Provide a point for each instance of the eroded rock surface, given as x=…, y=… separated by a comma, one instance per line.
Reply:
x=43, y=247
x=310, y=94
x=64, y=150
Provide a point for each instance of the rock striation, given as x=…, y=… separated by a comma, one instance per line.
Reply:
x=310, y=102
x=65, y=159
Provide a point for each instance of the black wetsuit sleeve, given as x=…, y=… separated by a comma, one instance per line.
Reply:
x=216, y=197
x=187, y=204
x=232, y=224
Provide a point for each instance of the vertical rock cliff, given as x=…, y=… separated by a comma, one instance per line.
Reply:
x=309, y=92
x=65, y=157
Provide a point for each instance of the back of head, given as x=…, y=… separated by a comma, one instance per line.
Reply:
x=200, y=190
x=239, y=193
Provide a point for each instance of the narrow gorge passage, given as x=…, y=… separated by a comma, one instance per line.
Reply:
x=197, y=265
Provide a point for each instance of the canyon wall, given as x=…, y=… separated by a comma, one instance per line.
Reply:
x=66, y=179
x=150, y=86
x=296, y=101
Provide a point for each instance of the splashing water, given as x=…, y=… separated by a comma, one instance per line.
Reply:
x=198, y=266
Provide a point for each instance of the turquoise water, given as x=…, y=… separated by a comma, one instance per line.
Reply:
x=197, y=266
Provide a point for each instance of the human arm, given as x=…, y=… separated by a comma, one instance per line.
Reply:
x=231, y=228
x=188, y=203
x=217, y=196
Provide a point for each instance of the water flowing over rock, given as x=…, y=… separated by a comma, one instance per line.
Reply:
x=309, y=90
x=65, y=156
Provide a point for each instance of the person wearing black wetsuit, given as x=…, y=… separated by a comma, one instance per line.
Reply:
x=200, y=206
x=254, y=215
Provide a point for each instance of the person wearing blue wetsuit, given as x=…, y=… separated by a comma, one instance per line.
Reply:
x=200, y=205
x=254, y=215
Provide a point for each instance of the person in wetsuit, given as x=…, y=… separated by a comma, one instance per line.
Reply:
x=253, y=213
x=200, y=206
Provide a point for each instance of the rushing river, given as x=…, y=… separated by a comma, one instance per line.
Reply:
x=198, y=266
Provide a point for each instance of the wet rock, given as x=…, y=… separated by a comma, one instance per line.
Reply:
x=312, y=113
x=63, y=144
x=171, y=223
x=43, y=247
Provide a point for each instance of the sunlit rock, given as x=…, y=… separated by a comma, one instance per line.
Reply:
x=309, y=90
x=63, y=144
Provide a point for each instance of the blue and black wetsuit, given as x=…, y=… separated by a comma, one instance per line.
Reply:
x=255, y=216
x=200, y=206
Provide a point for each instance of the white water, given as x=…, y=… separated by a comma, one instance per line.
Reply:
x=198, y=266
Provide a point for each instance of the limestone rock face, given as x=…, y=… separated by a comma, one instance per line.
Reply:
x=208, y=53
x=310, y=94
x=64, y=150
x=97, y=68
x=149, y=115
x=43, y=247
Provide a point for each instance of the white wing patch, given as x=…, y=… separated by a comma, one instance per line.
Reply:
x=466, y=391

···

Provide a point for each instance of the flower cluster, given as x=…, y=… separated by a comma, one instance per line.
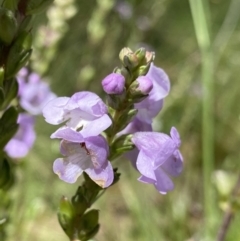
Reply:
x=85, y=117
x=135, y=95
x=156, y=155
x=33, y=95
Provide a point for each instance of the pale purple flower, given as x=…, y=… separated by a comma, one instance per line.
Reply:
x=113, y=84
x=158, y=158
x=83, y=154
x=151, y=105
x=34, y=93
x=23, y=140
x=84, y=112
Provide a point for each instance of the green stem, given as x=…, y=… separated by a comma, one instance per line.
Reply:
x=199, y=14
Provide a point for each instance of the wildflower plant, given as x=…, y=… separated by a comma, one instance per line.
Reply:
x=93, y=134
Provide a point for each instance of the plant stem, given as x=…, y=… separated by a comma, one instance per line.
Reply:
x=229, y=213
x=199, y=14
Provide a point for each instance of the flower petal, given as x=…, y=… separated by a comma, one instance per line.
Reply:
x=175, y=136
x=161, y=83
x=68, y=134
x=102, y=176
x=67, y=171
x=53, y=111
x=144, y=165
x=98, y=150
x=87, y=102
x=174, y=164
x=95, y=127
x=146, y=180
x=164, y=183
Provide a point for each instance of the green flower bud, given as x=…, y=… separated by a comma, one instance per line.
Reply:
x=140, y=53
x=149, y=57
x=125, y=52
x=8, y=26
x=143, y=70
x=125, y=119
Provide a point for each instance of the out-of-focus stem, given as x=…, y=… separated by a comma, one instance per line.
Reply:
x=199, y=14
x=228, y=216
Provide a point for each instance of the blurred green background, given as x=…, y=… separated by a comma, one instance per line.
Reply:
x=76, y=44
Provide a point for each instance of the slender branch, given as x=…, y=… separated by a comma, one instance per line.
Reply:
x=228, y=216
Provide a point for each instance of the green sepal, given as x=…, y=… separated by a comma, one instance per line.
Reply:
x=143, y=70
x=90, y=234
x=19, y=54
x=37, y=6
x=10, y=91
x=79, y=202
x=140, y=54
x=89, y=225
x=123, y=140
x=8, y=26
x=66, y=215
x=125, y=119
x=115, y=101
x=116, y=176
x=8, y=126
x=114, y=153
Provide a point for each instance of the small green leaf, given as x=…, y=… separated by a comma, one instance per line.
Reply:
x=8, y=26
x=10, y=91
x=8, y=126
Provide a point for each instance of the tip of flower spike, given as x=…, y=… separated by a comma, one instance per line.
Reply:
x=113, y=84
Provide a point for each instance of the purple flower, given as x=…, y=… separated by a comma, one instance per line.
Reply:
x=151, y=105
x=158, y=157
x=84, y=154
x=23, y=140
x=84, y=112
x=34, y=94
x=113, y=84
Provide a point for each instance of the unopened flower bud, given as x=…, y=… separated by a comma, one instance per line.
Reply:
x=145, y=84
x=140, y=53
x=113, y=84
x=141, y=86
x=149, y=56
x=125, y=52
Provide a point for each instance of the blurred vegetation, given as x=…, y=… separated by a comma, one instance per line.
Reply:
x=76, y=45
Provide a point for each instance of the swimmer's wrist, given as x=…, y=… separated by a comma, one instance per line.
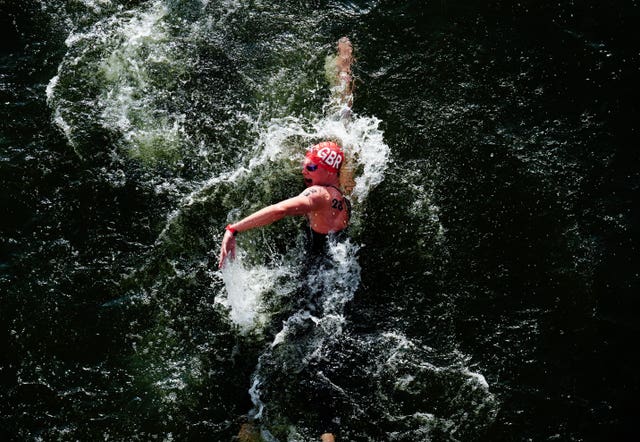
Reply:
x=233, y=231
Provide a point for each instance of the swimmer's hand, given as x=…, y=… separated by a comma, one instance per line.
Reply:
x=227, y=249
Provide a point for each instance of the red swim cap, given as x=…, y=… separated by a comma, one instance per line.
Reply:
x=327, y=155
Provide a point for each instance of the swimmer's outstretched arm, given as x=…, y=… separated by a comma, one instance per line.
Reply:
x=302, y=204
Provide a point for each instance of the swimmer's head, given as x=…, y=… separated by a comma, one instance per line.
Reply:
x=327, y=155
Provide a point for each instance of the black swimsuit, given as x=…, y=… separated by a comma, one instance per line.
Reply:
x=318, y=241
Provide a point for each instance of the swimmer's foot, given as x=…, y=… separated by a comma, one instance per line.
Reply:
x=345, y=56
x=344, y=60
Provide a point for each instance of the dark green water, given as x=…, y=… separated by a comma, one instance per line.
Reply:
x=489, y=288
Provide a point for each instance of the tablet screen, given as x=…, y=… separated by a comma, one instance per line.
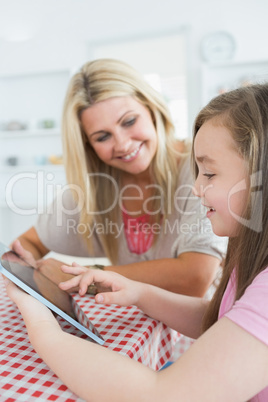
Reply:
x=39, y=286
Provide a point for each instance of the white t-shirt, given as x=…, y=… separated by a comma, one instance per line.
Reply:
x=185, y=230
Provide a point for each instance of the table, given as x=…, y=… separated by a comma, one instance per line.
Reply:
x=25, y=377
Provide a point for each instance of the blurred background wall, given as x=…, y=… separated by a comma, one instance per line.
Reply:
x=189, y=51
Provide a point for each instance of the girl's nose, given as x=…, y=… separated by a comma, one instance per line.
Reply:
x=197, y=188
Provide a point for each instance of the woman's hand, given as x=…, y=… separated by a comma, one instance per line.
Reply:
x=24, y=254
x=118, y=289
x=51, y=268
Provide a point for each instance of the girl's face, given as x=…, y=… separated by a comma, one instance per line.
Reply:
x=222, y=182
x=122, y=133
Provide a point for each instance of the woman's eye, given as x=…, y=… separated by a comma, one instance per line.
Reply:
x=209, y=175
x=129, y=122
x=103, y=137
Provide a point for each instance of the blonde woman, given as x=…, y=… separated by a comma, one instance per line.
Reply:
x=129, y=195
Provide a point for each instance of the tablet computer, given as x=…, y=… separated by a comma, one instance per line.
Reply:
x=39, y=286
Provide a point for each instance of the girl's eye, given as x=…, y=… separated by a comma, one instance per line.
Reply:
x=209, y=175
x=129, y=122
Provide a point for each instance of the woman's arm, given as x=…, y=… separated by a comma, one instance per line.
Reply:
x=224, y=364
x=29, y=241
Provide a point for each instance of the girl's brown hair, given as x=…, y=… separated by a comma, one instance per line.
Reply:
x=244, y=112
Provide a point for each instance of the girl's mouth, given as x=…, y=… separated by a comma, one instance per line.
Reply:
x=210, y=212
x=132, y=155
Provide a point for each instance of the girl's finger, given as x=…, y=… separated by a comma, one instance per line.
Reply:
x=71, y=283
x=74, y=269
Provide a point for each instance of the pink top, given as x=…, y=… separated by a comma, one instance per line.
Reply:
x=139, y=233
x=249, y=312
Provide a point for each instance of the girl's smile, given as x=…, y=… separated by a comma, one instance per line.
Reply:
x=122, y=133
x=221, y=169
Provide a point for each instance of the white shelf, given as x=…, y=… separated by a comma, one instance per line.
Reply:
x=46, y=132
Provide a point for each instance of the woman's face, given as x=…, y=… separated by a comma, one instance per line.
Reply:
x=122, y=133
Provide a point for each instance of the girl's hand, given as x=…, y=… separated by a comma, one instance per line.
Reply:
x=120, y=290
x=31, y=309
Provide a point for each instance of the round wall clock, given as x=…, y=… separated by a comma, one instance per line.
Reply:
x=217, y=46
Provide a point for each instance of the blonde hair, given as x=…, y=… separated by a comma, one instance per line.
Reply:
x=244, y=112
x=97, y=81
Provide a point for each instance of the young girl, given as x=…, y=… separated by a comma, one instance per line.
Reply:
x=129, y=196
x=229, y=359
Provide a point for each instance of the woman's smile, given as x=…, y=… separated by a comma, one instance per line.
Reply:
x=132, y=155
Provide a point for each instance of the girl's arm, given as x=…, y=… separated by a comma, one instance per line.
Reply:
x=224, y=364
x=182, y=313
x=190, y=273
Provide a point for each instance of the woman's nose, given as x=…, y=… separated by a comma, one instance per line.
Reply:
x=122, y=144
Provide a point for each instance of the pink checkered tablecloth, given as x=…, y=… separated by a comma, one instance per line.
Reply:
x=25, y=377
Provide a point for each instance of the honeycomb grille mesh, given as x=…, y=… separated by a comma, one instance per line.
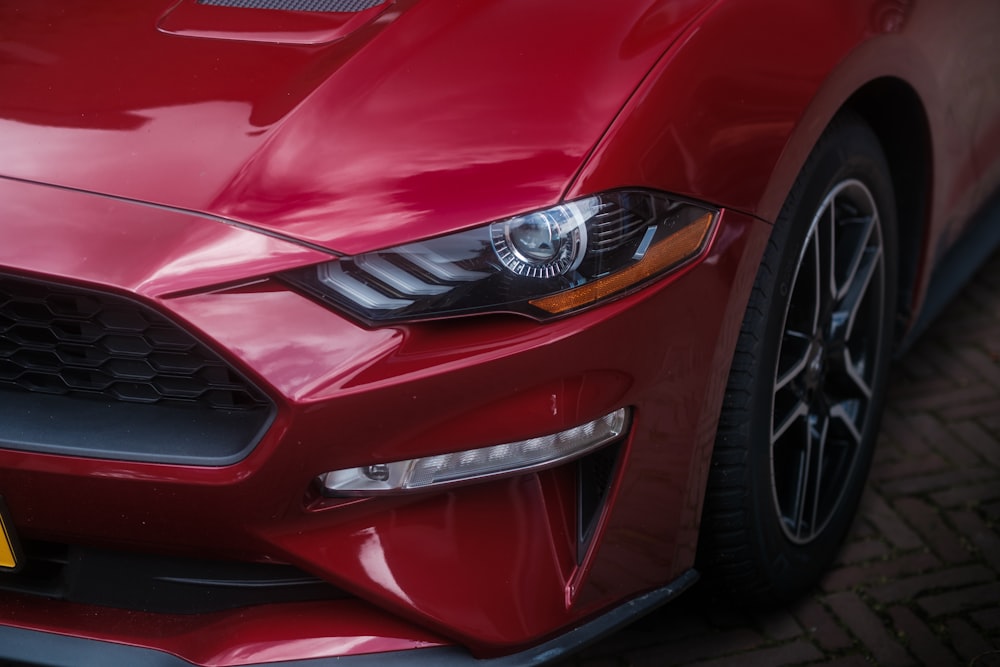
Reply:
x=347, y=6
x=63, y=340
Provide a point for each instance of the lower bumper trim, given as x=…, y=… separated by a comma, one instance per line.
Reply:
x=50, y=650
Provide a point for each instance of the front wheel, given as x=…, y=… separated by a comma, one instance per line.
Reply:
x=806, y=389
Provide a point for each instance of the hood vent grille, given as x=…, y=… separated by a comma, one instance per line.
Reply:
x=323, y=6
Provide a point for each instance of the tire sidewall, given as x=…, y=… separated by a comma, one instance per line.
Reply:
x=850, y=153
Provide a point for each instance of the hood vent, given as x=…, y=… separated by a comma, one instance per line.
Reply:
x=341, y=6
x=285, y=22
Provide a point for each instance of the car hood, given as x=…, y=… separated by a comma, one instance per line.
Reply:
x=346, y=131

···

WHAT TO WORK ON:
Please locate every line in the records that contains the string "plant" and copy each of those lines out in full. Letter case matters in the match.

SOLUTION BELOW:
Provide a point for each instance of the wildflower plant, given as x=…, y=… separated by a comma, one instance per line.
Provide a point for each instance of the plant stem, given as x=…, y=… separated by a comma, one instance per line.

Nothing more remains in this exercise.